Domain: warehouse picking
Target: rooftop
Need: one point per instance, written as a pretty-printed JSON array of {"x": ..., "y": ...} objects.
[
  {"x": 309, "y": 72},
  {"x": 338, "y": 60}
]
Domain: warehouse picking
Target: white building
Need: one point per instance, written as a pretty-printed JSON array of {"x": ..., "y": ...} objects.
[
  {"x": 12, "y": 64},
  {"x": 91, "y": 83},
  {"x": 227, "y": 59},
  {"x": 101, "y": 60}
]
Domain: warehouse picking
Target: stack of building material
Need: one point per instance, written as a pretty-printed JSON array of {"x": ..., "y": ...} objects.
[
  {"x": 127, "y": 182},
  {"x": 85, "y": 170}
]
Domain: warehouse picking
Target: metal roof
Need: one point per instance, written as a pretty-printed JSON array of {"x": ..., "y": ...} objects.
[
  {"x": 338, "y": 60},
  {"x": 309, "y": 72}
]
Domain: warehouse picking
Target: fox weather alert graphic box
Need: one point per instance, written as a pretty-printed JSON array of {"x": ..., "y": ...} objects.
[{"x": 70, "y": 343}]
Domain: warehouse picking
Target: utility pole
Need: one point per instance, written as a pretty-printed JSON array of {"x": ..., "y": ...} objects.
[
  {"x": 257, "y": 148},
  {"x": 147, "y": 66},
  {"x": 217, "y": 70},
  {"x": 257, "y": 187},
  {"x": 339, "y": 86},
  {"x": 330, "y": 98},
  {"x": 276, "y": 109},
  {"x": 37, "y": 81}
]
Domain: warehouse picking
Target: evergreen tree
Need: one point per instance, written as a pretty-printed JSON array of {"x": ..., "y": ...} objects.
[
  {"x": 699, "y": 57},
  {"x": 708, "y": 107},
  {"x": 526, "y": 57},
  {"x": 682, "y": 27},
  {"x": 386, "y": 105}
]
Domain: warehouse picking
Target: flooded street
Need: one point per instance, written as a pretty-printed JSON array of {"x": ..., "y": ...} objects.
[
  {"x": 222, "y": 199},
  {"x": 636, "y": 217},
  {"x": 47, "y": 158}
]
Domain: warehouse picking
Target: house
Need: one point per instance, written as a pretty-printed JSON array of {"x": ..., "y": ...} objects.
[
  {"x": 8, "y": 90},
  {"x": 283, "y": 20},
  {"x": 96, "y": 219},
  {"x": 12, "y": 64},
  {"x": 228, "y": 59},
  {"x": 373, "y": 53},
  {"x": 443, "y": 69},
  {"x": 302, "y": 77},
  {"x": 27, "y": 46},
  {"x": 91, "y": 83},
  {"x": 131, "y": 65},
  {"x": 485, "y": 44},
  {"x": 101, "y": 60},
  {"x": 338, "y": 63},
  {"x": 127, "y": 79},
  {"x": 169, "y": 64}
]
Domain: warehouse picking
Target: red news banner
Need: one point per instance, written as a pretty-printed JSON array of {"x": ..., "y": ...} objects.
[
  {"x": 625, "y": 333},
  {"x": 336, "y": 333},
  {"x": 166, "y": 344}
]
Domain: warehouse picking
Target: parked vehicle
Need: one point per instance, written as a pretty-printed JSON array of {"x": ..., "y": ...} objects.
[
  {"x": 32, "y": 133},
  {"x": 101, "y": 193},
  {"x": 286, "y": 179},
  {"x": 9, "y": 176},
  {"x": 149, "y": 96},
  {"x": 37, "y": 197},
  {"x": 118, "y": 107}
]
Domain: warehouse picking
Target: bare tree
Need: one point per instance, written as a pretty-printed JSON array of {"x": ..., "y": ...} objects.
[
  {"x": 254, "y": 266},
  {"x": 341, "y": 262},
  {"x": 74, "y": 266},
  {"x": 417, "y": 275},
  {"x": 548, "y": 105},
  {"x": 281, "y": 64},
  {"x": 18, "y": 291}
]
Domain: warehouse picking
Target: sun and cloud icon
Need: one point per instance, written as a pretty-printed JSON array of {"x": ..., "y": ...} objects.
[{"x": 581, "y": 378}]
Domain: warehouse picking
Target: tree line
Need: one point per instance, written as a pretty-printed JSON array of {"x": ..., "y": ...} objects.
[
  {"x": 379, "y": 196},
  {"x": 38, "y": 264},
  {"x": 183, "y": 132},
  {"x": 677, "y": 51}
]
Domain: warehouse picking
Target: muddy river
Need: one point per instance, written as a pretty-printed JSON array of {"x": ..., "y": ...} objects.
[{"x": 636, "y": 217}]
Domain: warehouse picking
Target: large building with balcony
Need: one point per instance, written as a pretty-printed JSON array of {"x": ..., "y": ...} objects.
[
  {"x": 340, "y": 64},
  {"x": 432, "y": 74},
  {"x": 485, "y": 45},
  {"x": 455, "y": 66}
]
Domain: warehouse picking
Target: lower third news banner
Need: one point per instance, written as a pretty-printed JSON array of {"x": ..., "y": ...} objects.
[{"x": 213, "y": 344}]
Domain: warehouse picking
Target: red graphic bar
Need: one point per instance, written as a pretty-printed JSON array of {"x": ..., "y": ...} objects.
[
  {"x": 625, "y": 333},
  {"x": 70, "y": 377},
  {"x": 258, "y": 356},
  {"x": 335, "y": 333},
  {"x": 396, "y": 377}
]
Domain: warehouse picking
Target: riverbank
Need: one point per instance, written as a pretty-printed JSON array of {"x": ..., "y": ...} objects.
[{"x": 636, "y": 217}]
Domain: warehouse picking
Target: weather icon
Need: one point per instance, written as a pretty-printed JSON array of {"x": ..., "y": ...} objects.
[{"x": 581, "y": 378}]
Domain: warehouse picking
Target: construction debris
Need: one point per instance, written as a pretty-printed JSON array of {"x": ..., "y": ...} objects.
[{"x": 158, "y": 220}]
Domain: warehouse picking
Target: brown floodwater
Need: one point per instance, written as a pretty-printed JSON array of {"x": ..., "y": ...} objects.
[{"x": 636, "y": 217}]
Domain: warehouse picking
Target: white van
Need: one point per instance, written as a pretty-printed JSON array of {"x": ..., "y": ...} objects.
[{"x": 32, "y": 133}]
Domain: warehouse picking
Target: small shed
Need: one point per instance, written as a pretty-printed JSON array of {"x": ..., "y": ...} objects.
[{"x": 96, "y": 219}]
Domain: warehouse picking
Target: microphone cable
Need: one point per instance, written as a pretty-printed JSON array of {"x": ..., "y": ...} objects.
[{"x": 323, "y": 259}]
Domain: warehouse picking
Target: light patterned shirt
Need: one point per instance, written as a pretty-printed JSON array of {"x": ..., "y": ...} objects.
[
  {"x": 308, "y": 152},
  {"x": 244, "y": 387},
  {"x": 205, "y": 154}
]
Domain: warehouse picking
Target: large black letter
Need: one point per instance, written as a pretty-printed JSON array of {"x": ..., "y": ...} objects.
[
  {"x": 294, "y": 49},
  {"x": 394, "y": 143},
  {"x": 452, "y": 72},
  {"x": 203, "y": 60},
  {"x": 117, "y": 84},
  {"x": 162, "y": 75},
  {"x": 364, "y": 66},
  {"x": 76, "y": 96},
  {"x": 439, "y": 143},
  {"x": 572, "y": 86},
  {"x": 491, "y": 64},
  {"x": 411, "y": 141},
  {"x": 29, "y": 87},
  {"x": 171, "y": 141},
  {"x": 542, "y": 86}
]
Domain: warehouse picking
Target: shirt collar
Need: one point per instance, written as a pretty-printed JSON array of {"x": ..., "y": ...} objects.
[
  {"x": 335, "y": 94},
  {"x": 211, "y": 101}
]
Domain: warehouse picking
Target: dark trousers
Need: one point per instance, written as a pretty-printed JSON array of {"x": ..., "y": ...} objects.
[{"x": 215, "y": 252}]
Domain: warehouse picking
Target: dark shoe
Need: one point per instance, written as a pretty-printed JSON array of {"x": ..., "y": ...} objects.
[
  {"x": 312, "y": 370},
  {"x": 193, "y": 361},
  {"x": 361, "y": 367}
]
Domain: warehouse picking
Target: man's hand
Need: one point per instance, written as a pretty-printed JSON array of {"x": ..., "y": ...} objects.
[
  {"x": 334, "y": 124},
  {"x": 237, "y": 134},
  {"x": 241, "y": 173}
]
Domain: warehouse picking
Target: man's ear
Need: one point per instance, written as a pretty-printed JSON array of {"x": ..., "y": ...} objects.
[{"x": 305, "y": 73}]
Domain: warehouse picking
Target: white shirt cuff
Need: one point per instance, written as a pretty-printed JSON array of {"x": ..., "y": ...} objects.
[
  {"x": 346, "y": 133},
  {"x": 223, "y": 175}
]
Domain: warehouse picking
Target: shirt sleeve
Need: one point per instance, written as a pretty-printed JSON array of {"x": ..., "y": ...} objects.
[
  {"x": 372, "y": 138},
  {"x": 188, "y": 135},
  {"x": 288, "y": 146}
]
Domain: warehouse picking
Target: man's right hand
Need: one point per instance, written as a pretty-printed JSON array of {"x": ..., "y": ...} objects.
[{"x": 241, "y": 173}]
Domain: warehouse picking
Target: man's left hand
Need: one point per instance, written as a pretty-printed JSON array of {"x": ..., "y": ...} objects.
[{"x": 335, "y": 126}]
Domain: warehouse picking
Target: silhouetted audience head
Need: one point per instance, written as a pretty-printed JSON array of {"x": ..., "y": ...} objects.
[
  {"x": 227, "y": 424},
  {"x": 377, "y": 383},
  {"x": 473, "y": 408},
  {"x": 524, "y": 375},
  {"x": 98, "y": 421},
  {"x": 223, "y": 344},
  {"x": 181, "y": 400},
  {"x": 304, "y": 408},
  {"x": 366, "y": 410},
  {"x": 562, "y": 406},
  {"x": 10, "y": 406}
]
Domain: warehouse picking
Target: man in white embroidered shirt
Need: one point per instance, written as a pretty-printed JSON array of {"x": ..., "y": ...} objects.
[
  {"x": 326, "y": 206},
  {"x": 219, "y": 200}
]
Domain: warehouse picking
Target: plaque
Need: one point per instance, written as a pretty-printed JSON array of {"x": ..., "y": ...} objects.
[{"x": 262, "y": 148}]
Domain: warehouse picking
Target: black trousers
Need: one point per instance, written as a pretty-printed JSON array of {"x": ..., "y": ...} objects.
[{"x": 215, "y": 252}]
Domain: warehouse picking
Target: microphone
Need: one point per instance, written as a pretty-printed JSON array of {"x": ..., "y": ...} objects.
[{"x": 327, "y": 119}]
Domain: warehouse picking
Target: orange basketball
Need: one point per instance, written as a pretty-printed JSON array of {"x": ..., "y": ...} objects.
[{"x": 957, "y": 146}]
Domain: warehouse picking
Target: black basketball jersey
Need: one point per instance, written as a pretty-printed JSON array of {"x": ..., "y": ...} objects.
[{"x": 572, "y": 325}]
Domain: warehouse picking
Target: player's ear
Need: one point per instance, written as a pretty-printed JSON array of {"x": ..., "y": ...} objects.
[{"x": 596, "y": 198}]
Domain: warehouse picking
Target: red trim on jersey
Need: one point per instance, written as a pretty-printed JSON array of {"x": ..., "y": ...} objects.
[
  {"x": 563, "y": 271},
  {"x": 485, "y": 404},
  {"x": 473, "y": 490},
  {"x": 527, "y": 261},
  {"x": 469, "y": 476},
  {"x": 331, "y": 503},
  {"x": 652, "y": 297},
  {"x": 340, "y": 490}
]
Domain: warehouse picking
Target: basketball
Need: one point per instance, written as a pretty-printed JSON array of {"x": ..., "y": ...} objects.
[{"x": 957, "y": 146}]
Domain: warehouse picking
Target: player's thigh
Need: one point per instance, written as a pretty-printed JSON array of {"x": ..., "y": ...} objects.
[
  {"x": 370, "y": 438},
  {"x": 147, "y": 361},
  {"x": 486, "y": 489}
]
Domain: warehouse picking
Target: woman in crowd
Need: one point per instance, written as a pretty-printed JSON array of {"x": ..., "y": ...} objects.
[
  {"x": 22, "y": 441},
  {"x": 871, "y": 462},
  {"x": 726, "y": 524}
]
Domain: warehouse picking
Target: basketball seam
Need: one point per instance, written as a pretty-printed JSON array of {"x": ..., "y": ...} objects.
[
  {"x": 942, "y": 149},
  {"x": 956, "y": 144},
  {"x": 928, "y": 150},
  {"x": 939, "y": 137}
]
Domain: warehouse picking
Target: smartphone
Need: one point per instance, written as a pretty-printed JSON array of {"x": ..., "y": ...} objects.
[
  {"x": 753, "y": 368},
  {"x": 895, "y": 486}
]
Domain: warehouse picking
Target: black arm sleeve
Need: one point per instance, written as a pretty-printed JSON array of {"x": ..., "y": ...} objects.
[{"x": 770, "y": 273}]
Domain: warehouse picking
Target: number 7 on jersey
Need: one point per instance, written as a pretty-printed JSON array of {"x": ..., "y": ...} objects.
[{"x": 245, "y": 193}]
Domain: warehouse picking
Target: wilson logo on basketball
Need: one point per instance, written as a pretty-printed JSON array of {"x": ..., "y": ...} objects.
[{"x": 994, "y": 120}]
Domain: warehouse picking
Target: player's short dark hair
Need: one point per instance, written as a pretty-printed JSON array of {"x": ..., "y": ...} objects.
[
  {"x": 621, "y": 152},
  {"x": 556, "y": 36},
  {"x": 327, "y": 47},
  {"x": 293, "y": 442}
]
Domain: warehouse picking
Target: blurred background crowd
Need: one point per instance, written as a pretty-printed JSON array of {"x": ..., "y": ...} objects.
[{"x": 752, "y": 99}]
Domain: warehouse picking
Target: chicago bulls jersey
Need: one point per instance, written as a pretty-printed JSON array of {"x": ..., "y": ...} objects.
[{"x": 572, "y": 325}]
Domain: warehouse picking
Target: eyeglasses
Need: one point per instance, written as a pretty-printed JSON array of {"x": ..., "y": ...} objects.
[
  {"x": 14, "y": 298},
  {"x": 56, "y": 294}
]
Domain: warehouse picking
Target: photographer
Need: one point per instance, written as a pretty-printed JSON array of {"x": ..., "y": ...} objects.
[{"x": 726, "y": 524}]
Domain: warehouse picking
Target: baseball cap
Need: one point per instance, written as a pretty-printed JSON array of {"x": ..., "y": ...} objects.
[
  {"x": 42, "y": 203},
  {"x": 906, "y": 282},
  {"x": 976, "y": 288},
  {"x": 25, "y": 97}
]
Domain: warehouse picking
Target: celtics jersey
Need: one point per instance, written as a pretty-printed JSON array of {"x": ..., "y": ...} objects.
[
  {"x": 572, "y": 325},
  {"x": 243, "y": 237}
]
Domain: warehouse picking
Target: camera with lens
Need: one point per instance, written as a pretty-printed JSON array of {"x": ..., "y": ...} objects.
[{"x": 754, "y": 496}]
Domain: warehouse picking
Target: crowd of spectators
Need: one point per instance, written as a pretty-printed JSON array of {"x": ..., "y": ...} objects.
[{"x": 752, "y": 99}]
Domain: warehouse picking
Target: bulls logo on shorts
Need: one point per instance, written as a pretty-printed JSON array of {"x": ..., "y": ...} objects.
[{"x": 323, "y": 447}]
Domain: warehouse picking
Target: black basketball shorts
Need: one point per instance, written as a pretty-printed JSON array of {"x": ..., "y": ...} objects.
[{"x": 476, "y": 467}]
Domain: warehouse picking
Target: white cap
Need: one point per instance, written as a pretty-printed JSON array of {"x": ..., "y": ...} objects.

··········

TASK TO COMPLETE:
Please select every line above that contains the string "weather", matching its case exactly, and copy those lines out.

REPLY:
Target: fox weather alert graphic box
Target: weather icon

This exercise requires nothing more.